*** Opening DATASET ENTRIES ***

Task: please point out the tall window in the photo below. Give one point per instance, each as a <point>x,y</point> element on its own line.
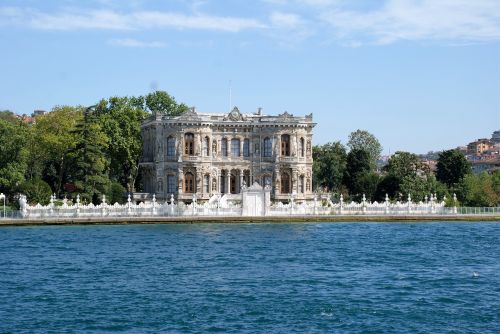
<point>171,184</point>
<point>285,183</point>
<point>235,148</point>
<point>302,147</point>
<point>266,180</point>
<point>170,146</point>
<point>246,148</point>
<point>206,146</point>
<point>189,182</point>
<point>189,144</point>
<point>206,184</point>
<point>285,145</point>
<point>224,147</point>
<point>268,148</point>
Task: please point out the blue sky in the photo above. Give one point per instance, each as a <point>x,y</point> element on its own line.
<point>419,74</point>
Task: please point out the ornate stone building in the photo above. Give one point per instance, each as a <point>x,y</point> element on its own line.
<point>207,154</point>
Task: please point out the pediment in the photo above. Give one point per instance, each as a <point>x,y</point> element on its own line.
<point>234,116</point>
<point>190,115</point>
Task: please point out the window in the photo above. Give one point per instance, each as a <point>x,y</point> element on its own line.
<point>235,148</point>
<point>171,184</point>
<point>224,147</point>
<point>206,146</point>
<point>285,183</point>
<point>189,183</point>
<point>170,146</point>
<point>206,184</point>
<point>266,181</point>
<point>246,148</point>
<point>189,144</point>
<point>267,147</point>
<point>285,145</point>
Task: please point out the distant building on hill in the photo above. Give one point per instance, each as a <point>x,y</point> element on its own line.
<point>495,138</point>
<point>479,146</point>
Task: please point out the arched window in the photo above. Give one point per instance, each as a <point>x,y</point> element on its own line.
<point>285,145</point>
<point>170,146</point>
<point>302,147</point>
<point>246,148</point>
<point>206,184</point>
<point>224,147</point>
<point>171,184</point>
<point>189,144</point>
<point>189,182</point>
<point>235,148</point>
<point>285,183</point>
<point>268,148</point>
<point>206,146</point>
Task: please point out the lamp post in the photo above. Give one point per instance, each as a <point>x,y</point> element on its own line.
<point>3,196</point>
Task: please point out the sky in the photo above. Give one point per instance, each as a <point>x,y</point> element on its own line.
<point>420,75</point>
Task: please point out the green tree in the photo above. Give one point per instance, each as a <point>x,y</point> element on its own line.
<point>161,102</point>
<point>452,167</point>
<point>13,154</point>
<point>363,140</point>
<point>36,191</point>
<point>53,139</point>
<point>89,165</point>
<point>359,178</point>
<point>329,165</point>
<point>479,190</point>
<point>120,118</point>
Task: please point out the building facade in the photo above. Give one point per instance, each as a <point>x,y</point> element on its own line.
<point>208,154</point>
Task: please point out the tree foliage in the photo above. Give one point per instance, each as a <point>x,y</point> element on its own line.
<point>36,191</point>
<point>120,119</point>
<point>363,140</point>
<point>452,167</point>
<point>359,177</point>
<point>13,154</point>
<point>329,165</point>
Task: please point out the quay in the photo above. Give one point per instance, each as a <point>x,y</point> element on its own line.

*** Closing DATASET ENTRIES ***

Give back the data exactly. Skip any images.

■ **YOUR RESPONSE**:
Task: please point out the tall window in the photo below. Give one point per instance, each as a <point>x,y</point> element on its own line.
<point>171,184</point>
<point>285,183</point>
<point>235,148</point>
<point>302,147</point>
<point>266,180</point>
<point>170,146</point>
<point>246,148</point>
<point>206,146</point>
<point>189,182</point>
<point>189,144</point>
<point>206,184</point>
<point>285,145</point>
<point>224,147</point>
<point>268,148</point>
Task: please point out the blue sky in the photo above. Give one point per instance, each as a <point>x,y</point> element on its own line.
<point>419,74</point>
Task: please point out the ornate stone building in the photo above. Give one point per instance, each as a <point>x,y</point> element on its own line.
<point>207,154</point>
Task: please point out the pediment in the photo above. Give one point per instance, each as a <point>x,y</point> element on its own line.
<point>234,116</point>
<point>190,115</point>
Task: please point out the window in the photo above. Give one point per instance, each as a <point>x,y</point> element on its own line.
<point>235,148</point>
<point>171,184</point>
<point>224,147</point>
<point>206,146</point>
<point>285,183</point>
<point>189,183</point>
<point>170,146</point>
<point>206,184</point>
<point>266,181</point>
<point>246,148</point>
<point>189,144</point>
<point>267,147</point>
<point>285,145</point>
Task: please point out the distant building on hill in the photo above. Give one point per instance, each as a <point>x,y</point> element on its own line.
<point>495,138</point>
<point>479,146</point>
Task: please point out the arched window in the photo above. Give one point per instance, each as a <point>x,y</point> element on its own line.
<point>285,145</point>
<point>170,146</point>
<point>302,147</point>
<point>246,148</point>
<point>206,184</point>
<point>224,147</point>
<point>171,184</point>
<point>189,144</point>
<point>189,182</point>
<point>235,148</point>
<point>285,183</point>
<point>268,148</point>
<point>206,146</point>
Task: please point out the lamp post in the photo above. Give one point per instance, each as a <point>x,y</point> element on its own line.
<point>3,196</point>
Task: please point out the sky in the photo above. Give one point per instance, each as a <point>x,y</point> element on its own line.
<point>420,75</point>
Task: please point out the green tree in the photo above. Give one point per instance, each as a <point>x,y</point> element on its own line.
<point>161,102</point>
<point>452,167</point>
<point>13,154</point>
<point>363,140</point>
<point>36,191</point>
<point>53,139</point>
<point>89,165</point>
<point>359,178</point>
<point>329,165</point>
<point>479,190</point>
<point>120,118</point>
Task: please point out the building facade in the photo above. Give one point per instance, each as a <point>x,y</point> element on its own line.
<point>208,154</point>
Task: please point out the tree foliage in the photo above. Give one point per instance, each as a <point>x,y</point> element on its own line.
<point>36,191</point>
<point>120,119</point>
<point>363,140</point>
<point>452,167</point>
<point>359,177</point>
<point>13,154</point>
<point>329,165</point>
Task: please point out the quay in the photo above. Give one point per instance, each as a <point>x,y</point> element on its own line.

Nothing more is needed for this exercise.